Auf den Weiden tummeln sich von Frühjahr bis Herbst die Rinderherden der Rassen Deutsch Angus und Aberdeen Angus mit vierzig Mutterkühen, einem Bullen und momentan vierzig Kälbern.
Viele der zum Hof gehörenden Tiere haben einen Namen. Lieblingsmutterkuh Schlecki – aber auch Fanny und Goldi, die beiden Muttersauen der Rasse Duroc.
Charlotte Schneider führt zum großzügigen Stallgelände der Muttersauen und erklärt: „Durocs sind im Verhältnis zur gewohnten deutschen Hausschweinrasse größer und dunkelhäutig. Diese Eigenschaft ist wichtig für die Freilandhaltung, denn so bekommen sie keinen Sonnenbrand.“
Die Ferkel der beiden Muttersauen werden nach dem Absetzen, im Alter von 8 bis 9 Wochen, auf dem Hof gemästet. Im Alter von 7 bis 10 Monaten werden sie dann im Aalener Schlachthof geschlachtet. Der Hausmetzger verarbeitet danach gemeinsam mit Viola von Woellwarth das Fleisch nach Hausrezept. Die Produkte kann man im Hofladen kaufen. Ebenfalls der Zuständigkeitsbereich von Viola von Woellwarth: Das Betreiben des Festsaals, der für Hochzeiten und sonstigen Feiern einen einladenden Rahmen für bis zu 120 Personen bietet.

__Aufgaben__
**A)** Beantworten Sie anhand des Textes über den Hof folgende Fragen:
(i) Wie viele Mutterkühe gehören zu den Rinderherden?
(ii) Wovor schützt die dunkle Haut die Durocs in der Freilandhaltung?
(iii) Für bis zu wie viele Personen bietet der Festsaal Platz?
**B)** Führen Sie sämtliche Namen von Tieren auf, die im Text über den Hof genannt werden.

__Vorliegendes Material__
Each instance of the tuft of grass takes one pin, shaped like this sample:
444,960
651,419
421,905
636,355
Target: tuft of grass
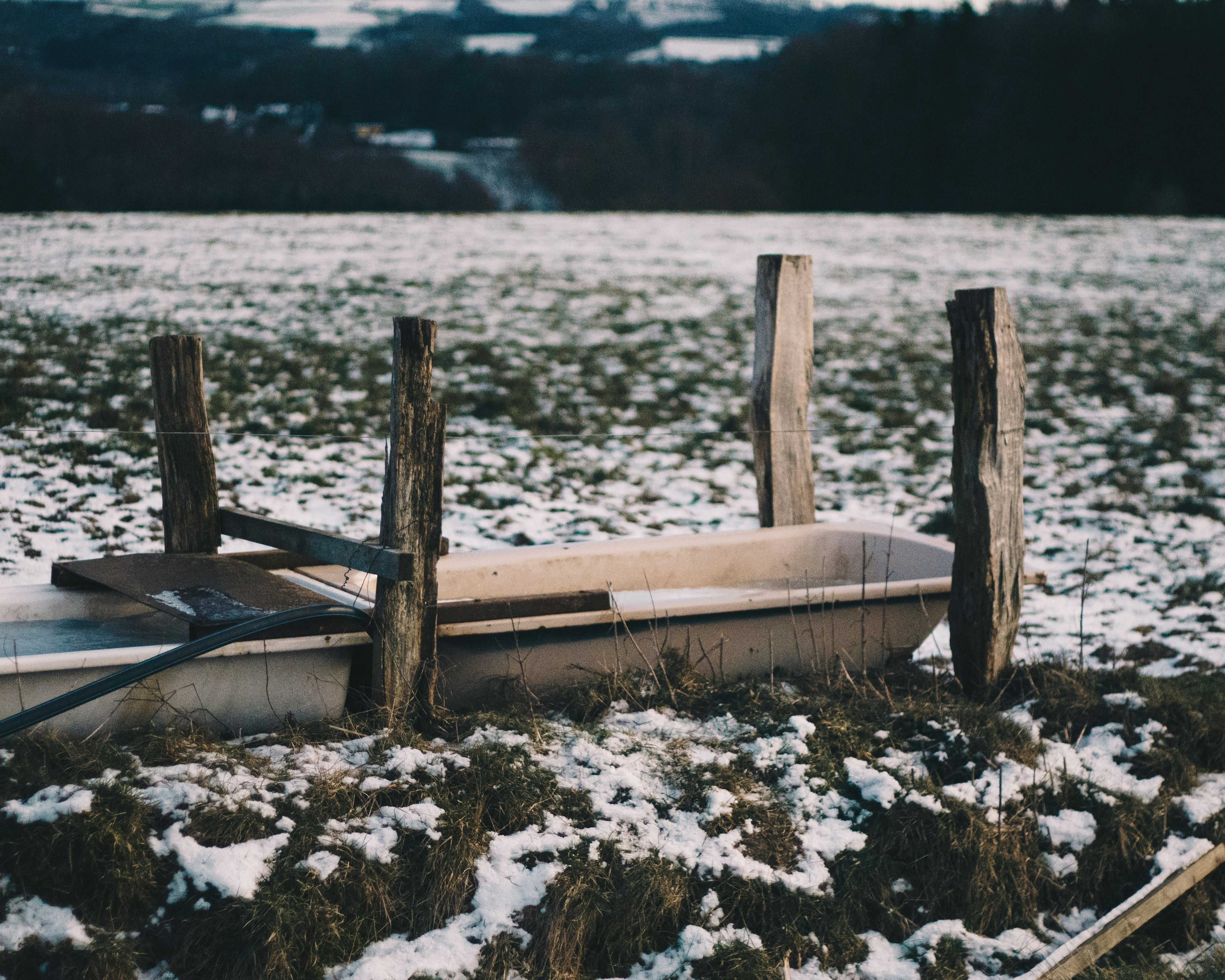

__Lösungen im Einzelnen__
**A)**
(i) Vierzig Mutterkühe.
(ii) Vor Sonnenbrand.
(iii) Für bis zu 120 Personen.

**B)** Schlecki, Fanny, Goldi